- **O QUE FAZER**
Segundo a entrevista sobre a gestão 4.0, de que devem as decisões estar próximas? Enumere todos os fatores indicados.

Jorge Portugal: “O Gestor terá de ser o primeiro ‘Destabilizador’ ”

O Director-Geral da COTEC Portugal defende que num ambiente 4.0 o gestor deve assumir o papel de “orquestrador de processos” e que o imobilismo será o maior risco para a presente revolução industrial.

Gerir em 4.0 será seguramente diferente. Que mudanças serão necessárias realizar nas lideranças das empresas (em termos de competências específicas) para que isso aconteça com sucesso?

Na era da automação e da inteligência artificial, a gestão atingiu um ponto de inflexão: continuará a ser uma disciplina cujos princípios se manterão relevantes mas com propósitos aplicados a um contexto muito diferente. Numa organização nos primórdios do século XX, um gestor era alguém “responsável pelo trabalho dos subordinados”, um “patrão”; a gestão era entendida como um conceito com equivalência em hierarquia e poder. Esta ideia persiste na cabeça de muito boa gente.

Mais recentemente, o conceito de gestor evoluiu para alguém “que é responsável pelo desempenho de pessoas”. A Revolução 4.0 faz do conhecimento ( ou melhor, dos “conhecimentos”) o recurso essencial, remetendo os restantes para uma condição de constrangimentos da função de gestão. Um gestor é visto assim como alguém “que é responsável pela aplicação do conhecimento e pelo respectivo desempenho”. A principal responsabilidade do “gestor 4.0” será colocar o conhecimento da organização em funcionamento, aplicar o conhecimento ao conhecimento para chegar aos resultados pretendidos.

“OS EMPRESÁRIOS PORTUGUESES POSSUEM FORTE DETERMINAÇÃO PARA ULTRAPASSAR OBSTÁCULOS E RESISTÊNCIA ÀS ADVERSIDADES”

Jorge Portugal

Mais que organizador, o gestor é o orquestrador de processos que combinam o trabalho de humanos e máquinas inteligentes em todas as funções da organização. Mas terá que ser também o primeiro “destabilizador”, aquele que antecipa a necessidade de mudança, criando as condições para prevenir a obsolescência e irrelevância através de novos ciclos de desenvolvimento da organização. Será o principal agente fiduciário de uma cultura tolerante à constante perturbação e desorganização, a abandonar o que é familiar, confortável, o estabelecido. Para ter sucesso a tornar o conhecimento produtivo – em ferramentas, processos, produtos, no conhecimento, no trabalho – o gestor terá que lutar obsessivamente por condições que favoreçam a descentralização da organização criando a necessária dose de envolvimento, confiança e motivação a todos os níveis da organização e em todos os seus membros.

Só assim as decisões serão suficientemente rápidas e terão a proximidade necessária ao mercado, ao desempenho, à tecnologia, às mudanças na sociedade, à regulação, às condições ambientais, sendo todos estes factores oportunidades para inovar.

De que forma é que a transformação vai mudar o perfil das PME portuguesas? E o nosso sistema produtivo?

Entradas do conjunto de dados de marcação de pontos:
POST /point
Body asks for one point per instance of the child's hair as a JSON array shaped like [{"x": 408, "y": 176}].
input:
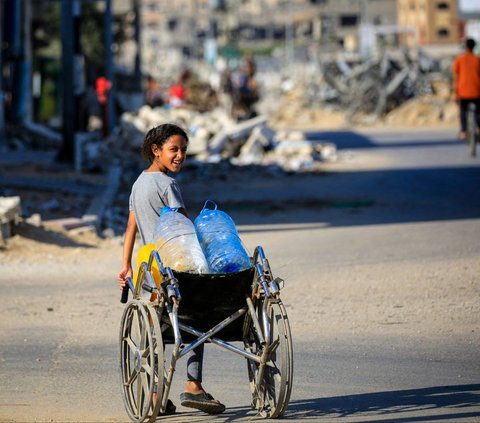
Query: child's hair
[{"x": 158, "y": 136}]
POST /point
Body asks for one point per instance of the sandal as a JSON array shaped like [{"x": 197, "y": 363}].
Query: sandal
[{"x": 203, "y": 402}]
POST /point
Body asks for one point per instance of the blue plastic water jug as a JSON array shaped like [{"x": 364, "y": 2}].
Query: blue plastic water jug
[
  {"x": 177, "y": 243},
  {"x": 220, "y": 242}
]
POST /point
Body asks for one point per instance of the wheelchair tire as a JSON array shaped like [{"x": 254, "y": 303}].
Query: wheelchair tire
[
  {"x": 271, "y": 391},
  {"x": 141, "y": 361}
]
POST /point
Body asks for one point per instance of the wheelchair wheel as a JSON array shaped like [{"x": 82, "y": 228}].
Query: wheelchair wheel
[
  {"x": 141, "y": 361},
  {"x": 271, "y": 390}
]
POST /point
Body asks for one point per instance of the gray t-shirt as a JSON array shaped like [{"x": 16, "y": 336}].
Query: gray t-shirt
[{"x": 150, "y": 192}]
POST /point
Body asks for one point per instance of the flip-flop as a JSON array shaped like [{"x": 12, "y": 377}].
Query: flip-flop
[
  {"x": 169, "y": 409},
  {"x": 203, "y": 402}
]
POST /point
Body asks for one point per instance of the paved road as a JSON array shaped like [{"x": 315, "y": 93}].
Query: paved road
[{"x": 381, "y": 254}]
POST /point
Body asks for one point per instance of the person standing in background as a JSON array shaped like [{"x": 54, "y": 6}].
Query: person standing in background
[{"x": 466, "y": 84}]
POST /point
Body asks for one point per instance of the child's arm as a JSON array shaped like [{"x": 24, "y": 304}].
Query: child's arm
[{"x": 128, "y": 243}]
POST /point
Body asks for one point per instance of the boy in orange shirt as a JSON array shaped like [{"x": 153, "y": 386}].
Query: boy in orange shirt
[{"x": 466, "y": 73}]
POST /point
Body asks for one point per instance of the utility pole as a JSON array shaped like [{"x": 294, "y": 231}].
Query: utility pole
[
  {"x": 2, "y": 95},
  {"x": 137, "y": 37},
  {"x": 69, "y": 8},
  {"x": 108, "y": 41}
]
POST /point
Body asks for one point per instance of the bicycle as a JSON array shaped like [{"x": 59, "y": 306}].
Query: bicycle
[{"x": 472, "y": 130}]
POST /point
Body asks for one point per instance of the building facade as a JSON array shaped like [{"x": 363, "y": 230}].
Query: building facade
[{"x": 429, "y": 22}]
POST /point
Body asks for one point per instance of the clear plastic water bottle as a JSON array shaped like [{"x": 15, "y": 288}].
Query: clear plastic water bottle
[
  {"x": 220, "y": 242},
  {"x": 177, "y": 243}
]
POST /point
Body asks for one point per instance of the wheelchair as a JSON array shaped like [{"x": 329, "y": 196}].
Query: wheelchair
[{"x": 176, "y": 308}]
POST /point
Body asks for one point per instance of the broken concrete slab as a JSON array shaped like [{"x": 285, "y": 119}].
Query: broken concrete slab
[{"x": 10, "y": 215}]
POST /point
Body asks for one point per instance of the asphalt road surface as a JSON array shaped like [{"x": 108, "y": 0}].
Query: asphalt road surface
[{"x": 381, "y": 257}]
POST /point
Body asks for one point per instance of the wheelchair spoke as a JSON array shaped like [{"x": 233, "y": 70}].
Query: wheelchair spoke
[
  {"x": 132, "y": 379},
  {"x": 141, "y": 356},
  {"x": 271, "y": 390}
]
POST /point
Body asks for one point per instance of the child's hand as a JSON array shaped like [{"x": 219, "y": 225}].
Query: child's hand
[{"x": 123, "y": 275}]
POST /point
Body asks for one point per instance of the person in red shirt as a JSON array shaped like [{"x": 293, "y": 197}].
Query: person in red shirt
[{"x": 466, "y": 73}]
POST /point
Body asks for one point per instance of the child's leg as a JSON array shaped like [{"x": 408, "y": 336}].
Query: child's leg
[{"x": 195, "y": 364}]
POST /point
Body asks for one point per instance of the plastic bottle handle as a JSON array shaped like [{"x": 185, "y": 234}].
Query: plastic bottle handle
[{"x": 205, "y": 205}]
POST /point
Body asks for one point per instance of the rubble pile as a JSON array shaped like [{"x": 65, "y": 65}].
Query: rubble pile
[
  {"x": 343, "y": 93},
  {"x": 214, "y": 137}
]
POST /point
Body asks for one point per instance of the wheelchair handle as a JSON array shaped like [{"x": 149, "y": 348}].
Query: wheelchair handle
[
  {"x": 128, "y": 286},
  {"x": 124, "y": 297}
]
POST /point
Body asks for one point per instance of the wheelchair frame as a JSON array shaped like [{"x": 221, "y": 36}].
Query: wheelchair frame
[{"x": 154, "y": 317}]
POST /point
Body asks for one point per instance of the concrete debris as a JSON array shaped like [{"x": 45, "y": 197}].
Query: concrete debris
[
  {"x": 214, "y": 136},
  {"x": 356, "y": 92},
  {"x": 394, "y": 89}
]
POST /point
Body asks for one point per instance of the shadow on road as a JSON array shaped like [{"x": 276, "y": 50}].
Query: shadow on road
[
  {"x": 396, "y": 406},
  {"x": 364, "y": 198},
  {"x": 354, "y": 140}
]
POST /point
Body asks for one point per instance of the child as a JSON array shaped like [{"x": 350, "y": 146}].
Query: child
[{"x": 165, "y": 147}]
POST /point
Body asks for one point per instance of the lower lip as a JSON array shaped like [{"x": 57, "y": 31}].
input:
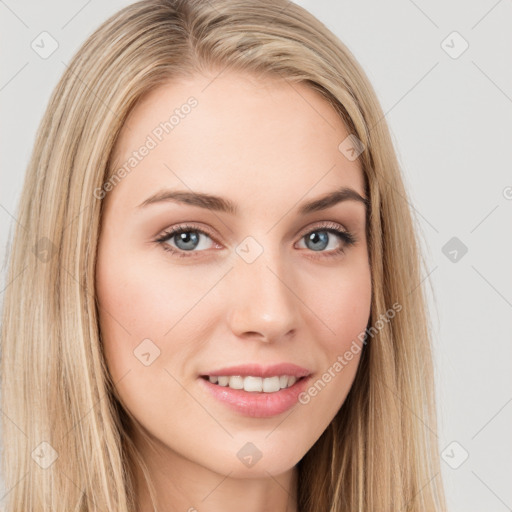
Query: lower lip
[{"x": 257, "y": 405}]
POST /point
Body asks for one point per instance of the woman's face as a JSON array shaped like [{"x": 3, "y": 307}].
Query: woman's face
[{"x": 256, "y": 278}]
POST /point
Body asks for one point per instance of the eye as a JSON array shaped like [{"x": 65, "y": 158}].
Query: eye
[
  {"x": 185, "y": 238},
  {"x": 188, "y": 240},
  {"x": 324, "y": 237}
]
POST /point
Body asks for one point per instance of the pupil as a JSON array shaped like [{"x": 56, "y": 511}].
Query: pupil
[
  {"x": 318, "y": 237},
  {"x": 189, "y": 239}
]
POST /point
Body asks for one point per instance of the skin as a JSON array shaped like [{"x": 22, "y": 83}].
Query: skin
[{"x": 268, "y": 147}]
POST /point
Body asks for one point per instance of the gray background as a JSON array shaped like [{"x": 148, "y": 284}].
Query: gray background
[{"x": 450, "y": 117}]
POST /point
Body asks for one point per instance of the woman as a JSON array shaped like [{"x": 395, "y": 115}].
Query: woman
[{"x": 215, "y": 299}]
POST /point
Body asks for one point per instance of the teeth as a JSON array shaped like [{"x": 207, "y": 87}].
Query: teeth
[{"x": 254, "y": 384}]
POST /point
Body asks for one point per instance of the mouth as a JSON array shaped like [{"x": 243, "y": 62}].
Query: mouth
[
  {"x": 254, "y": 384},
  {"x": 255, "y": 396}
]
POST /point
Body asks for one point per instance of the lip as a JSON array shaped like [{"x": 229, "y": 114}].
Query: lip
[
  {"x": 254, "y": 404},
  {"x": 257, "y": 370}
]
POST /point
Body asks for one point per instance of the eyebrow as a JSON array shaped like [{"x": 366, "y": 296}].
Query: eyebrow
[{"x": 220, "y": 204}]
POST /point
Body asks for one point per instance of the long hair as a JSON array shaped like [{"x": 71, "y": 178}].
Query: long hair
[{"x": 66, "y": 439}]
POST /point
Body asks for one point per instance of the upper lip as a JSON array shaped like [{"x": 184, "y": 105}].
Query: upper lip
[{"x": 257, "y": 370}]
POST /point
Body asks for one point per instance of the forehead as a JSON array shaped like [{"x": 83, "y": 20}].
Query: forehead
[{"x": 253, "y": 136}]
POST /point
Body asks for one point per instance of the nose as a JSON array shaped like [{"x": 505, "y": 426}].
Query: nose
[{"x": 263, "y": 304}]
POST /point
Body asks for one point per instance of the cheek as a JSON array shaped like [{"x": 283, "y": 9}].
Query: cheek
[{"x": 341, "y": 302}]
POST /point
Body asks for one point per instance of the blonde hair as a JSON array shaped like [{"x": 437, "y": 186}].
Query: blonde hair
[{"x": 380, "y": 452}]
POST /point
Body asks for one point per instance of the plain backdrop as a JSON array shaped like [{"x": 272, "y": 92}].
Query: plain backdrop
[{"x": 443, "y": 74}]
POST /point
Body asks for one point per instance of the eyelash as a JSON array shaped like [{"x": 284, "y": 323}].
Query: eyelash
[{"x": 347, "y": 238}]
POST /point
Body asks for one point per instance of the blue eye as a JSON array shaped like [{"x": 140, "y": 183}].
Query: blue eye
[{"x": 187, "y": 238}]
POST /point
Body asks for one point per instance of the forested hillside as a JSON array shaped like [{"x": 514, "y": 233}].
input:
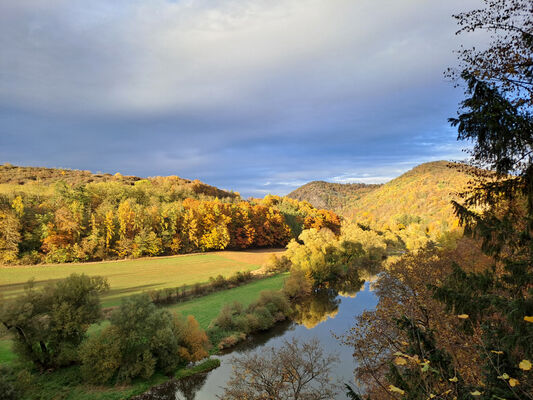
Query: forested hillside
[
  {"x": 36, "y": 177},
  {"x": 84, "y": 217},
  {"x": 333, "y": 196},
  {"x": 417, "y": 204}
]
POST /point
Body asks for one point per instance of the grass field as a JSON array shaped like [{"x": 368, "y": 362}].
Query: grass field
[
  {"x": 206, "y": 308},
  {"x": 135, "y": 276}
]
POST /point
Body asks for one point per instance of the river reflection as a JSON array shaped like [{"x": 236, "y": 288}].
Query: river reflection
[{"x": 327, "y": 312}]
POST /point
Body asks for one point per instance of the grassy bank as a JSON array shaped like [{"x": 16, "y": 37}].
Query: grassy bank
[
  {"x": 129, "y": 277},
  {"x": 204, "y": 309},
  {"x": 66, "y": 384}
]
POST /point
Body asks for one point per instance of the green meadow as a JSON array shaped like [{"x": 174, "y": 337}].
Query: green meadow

- **RESPOSTA**
- O mercado
- O desempenho
- A tecnologia
- As mudanças na sociedade
- A regulação
- As condições ambientais